PASSAGE TO READ →
+ + + +
There are many processes, referred to as primary, secondary or tertiary type processes, allowing to recover hydrocarbons in reservoirs.
The recovery is referred to as primary when the petroleum fluids are produced under the sole action of the energy present in-situ. This energy can result from the expansion of the fluids under pressure in the reservoir: expansion of the oil, saturated with gas or not, expansion of a gas cap above the oil reservoir, or an active water table. During this stage, if the pressure in the reservoir falls below the bubble point of the oil, the gas phase coming from the oil will contribute to increasing the recovery ratio. Natural drainage recovery scarcely exceeds 20% of the fluids initially in place for light oils and it is often below this value for heavy oil reservoirs.
Secondary recovery methods are used to prevent too great a pressure decrease in the reservoir. The principle of these methods consists in supplying the reservoir with an external energy. Fluids are therefore injected into the reservoir through one or more injection wells in order to displace the usable petroleum fluids (referred to as "oil" hereafter) towards production wells. Water is often used as the displacement fluid. Its efficiency is however limited. A large part of the oil remains in place notably because the viscosity thereof is often higher than that of water. Furthermore, the oil remains trapped in the pore contractions of the formation as a result of the great interfacial tension difference between the latter and the water. Finally, the rock mass is often heterogeneous. In this context, the water injected will flow through the most permeable zones to reach the producing wells without sweeping large oil zones. These phenomena induce a great recovery loss.
Pressurized gas can also be injected into a reservoir for secondary recovery, gas having the well-known property of displacing appreciable amounts of oil. However, if the formation is heterogeneous, the gas being much less viscous than the oil and the water in place, it will flow through the rock by following only some of the most permeable channels and will rapidly reach the producing wells without the expected displacement effect.
It is also well-known to combine water and gas injections according to a method referred to as WAG method (Water Alternate Gas). According to this method, water and gas are injected successively as long as the petroleum fluids are produced under economical conditions. The purpose of water slugs is to reduce the mobility of the gas and to widen the swept zone. Many improvements have been proposed for this technique: surfactants can be added to the water in order to decrease the water-oil interfacial tension, a foaming agent can be added to the water: the foam formed in the presence of the gas significantly reduces the mobility thereof. Such a method is for example described in U.S. Pat. No. 3,893,511. The applicant's patent FR-2,735,524 also describes an improved process consisting in adding an agent reducing the interfacial tension between the water and the gas to at least one of the water slugs alternately injected. Under the effect of this agent, alcohol for example, the oil cannot spread on the water film covering the rock mass. The oil remains in the form of droplets that slow the displacement of the gas down. The applicant's patent FR-2,764,632 describes a process comprising alternate injection of gas slugs and of water slugs wherein a pressurized gas soluble in both water and oil is added to at least one of the water slugs. The production stage comprises releasing the pressure prevailing in the reservoir so as to generate gas bubbles that drive the hydrocarbons out of the pores of the rock mass.
+ + + +
ACTIVITY → Duplicate the passage on hydrocarbon recovery word for word, from "The recovery is" to "heavy oil reservoirs.", including both ends.

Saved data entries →
+ + + +
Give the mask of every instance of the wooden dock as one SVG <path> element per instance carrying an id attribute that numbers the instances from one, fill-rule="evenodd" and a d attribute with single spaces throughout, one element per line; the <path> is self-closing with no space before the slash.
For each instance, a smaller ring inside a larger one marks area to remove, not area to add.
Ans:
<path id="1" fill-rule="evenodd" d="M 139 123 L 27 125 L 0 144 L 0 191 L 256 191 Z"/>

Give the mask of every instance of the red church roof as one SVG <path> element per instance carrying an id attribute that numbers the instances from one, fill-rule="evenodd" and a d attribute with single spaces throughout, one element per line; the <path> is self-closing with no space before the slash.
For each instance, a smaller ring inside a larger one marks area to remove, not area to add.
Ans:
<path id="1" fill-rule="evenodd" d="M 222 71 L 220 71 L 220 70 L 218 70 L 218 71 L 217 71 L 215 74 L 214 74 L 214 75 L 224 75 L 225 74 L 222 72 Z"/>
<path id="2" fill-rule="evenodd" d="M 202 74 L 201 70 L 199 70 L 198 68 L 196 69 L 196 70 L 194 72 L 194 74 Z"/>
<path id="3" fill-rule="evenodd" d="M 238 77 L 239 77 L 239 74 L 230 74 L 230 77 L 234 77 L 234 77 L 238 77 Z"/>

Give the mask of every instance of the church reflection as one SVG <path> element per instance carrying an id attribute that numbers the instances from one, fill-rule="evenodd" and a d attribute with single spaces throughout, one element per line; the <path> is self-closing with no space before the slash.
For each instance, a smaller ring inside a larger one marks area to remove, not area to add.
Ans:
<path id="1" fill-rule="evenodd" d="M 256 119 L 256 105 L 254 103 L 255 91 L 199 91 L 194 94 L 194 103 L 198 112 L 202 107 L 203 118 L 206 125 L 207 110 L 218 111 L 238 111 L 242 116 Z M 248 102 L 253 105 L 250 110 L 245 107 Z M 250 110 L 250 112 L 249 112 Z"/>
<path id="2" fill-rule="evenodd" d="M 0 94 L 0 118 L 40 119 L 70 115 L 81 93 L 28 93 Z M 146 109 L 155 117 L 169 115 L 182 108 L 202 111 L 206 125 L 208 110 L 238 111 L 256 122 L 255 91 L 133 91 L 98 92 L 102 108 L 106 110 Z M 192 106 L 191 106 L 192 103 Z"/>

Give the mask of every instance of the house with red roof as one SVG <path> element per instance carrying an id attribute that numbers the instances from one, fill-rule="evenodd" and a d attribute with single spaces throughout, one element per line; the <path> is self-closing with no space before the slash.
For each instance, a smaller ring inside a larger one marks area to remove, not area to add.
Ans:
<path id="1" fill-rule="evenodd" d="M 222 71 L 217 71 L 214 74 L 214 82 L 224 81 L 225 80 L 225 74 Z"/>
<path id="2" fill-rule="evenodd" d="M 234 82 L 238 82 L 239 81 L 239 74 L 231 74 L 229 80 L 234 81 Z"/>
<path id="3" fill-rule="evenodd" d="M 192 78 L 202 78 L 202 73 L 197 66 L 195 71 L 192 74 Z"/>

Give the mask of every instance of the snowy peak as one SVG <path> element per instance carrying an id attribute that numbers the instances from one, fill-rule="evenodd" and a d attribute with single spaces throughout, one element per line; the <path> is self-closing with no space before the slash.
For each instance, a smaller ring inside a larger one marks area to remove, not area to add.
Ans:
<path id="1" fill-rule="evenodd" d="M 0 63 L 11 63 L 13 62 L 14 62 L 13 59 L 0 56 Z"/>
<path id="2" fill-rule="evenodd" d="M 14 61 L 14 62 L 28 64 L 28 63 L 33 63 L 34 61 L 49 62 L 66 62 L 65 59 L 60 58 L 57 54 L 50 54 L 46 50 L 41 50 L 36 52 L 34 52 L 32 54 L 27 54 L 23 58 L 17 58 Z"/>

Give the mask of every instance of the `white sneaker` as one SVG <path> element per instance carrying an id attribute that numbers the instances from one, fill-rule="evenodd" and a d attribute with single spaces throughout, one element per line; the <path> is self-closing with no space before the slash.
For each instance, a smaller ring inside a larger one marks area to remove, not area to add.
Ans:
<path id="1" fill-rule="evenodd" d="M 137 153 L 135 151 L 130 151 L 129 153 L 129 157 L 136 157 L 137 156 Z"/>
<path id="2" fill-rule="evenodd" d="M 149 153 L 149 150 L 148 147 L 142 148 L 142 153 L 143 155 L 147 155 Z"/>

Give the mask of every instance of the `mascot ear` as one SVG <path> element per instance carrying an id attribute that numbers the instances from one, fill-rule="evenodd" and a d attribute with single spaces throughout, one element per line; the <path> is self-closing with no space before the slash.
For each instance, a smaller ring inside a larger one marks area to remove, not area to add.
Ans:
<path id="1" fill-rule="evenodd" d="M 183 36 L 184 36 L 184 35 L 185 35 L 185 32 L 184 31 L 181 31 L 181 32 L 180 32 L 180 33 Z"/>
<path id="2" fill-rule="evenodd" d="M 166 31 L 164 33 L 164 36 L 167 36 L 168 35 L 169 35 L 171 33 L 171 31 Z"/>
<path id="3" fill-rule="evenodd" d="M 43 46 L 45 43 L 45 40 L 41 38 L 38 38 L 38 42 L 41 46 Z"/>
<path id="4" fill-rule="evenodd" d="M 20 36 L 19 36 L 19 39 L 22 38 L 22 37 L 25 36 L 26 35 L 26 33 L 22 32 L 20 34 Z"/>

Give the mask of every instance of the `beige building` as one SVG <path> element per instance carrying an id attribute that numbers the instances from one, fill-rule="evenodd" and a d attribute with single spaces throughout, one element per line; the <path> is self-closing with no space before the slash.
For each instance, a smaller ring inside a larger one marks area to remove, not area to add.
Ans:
+ + + +
PROBLEM SOLUTION →
The recovery is referred to as primary when the petroleum fluids are produced under the sole action of the energy present in-situ. This energy can result from the expansion of the fluids under pressure in the reservoir: expansion of the oil, saturated with gas or not, expansion of a gas cap above the oil reservoir, or an active water table. During this stage, if the pressure in the reservoir falls below the bubble point of the oil, the gas phase coming from the oil will contribute to increasing the recovery ratio. Natural drainage recovery scarcely exceeds 20% of the fluids initially in place for light oils and it is often below this value for heavy oil reservoirs.